QUOTED PASSAGE>

------------

Sharfstein leaves the FDA

Joshua Sharfstein, the second-in-command at the U.S. Food and Drug Administration, is leaving his position after less than two years in order to become the top public health official in Maryland.

Gov. Martin O’Malley, who recently made the announcement, offered Sharfstein the position two weeks after John Colmers told the governor he intended to step down as Maryland’s secretary of health and mental hygiene, Sharfstein said, according to the Washington Post.

"It was not that I was looking to leave or was burned out," Sharfstein said in an interview with the Washington Post. "I was committed to the FDA. But opportunities like this don't come along very often. It's a really great job at a really important moment in time, and with terrific leadership in the state. It was impossible to turn down.”

The FDA has no comment on Sharfstein’s decision to leave, according to spokesman Karen Riley.

Sharfstein led the Obama administration’s FDA transition team and hoped to restore the agency’s public health mission in midst of the healthcare reform debate. Critics of the FDA had accused it of being too cozy with the previous administration and the biopharmaceutical industry.

After being chosen to help lead the FDA, Sharfstein reviewed the approval process for medicines and medical devices, Washington Post reports. He led an investigation into a controversial knee surgery device and took the unusual step of declaring that it had been accepted for political purposes. He also tried to get the agency to do a better job of explaining its purpose to the public.

At his new post, Sharfstein will be at the forefront of a large number of Maryland’s public health issues, including infant mortality, HIV/AIDS, substance abuse, mental health and health care reform. He will lead a department with a staff of 8,000 and $7 billion budget.

For his part, Sharfstein said his decision had nothing to do with the political situation in Washington.

“I’m ecstatic,” O’Malley said of Sharfstein’s return to the state, according to the Washington Post.

------------

TASKS>
a) Decide whether each statement agrees with the article on Sharfstein leaving the FDA, answering yes or no and quoting the words of the article that settle it: (i) Sharfstein said he was leaving because he was burned out. (ii) The department Sharfstein will lead has a staff of 8,000. (iii) John Colmers offered Sharfstein the Maryland position.
b) According to the article on Sharfstein leaving the FDA, what is the budget of the department he will lead?
c) Print the part of the article on Sharfstein leaving the FDA that begins at the words "After being chosen" and stops after "state, according to the Washington Post.".

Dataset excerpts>
------------

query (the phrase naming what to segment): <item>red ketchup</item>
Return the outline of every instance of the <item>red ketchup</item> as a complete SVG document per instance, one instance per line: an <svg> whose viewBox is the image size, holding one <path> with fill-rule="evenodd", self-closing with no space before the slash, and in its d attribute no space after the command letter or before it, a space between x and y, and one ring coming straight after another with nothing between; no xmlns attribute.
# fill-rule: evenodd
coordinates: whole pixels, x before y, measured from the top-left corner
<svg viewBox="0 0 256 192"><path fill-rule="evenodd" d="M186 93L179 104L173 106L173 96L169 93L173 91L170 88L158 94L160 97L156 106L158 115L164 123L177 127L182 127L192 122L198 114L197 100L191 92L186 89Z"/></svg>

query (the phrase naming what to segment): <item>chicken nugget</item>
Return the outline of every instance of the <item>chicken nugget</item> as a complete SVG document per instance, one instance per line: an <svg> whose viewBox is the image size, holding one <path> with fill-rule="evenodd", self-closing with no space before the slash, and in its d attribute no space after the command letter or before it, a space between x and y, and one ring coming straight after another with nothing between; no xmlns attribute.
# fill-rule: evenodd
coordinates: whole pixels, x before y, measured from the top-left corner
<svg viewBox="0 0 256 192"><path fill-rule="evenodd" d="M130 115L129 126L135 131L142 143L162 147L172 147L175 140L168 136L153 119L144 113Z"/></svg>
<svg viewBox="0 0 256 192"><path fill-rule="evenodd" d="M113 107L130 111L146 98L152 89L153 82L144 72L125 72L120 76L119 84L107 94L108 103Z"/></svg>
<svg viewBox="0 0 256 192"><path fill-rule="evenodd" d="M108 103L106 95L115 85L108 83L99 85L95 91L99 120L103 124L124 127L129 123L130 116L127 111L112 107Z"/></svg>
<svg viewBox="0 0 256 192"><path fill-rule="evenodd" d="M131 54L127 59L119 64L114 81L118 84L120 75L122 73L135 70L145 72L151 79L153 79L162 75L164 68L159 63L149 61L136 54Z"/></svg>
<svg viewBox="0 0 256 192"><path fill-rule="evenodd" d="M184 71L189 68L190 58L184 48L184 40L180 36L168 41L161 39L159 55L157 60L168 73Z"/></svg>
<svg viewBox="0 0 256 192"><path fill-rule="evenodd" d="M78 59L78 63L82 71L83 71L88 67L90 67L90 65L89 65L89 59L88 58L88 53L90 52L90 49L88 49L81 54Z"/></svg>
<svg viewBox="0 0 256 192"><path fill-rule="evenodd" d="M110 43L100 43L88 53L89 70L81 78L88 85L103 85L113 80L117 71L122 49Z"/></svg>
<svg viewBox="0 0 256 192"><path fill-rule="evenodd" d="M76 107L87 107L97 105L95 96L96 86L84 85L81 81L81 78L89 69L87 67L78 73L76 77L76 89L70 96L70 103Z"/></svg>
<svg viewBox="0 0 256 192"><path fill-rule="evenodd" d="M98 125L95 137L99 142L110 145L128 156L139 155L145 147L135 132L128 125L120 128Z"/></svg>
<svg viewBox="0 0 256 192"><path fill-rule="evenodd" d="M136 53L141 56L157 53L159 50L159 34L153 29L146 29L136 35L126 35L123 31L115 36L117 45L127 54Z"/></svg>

------------

RESULTS FOR THE EXERCISE>
a)
(i) No: "It was not that I was looking to leave or was burned out"
(ii) Yes: "He will lead a department with a staff of 8,000 and $7 billion budget."
(iii) No: "Gov. Martin O’Malley, who recently made the announcement, offered Sharfstein the position"

b) $7 billion.

c)
After being chosen to help lead the FDA, Sharfstein reviewed the approval process for medicines and medical devices, Washington Post reports. He led an investigation into a controversial knee surgery device and took the unusual step of declaring that it had been accepted for political purposes. He also tried to get the agency to do a better job of explaining its purpose to the public.

At his new post, Sharfstein will be at the forefront of a large number of Maryland’s public health issues, including infant mortality, HIV/AIDS, substance abuse, mental health and health care reform. He will lead a department with a staff of 8,000 and $7 billion budget.

For his part, Sharfstein said his decision had nothing to do with the political situation in Washington.

“I’m ecstatic,” O’Malley said of Sharfstein’s return to the state, according to the Washington Post.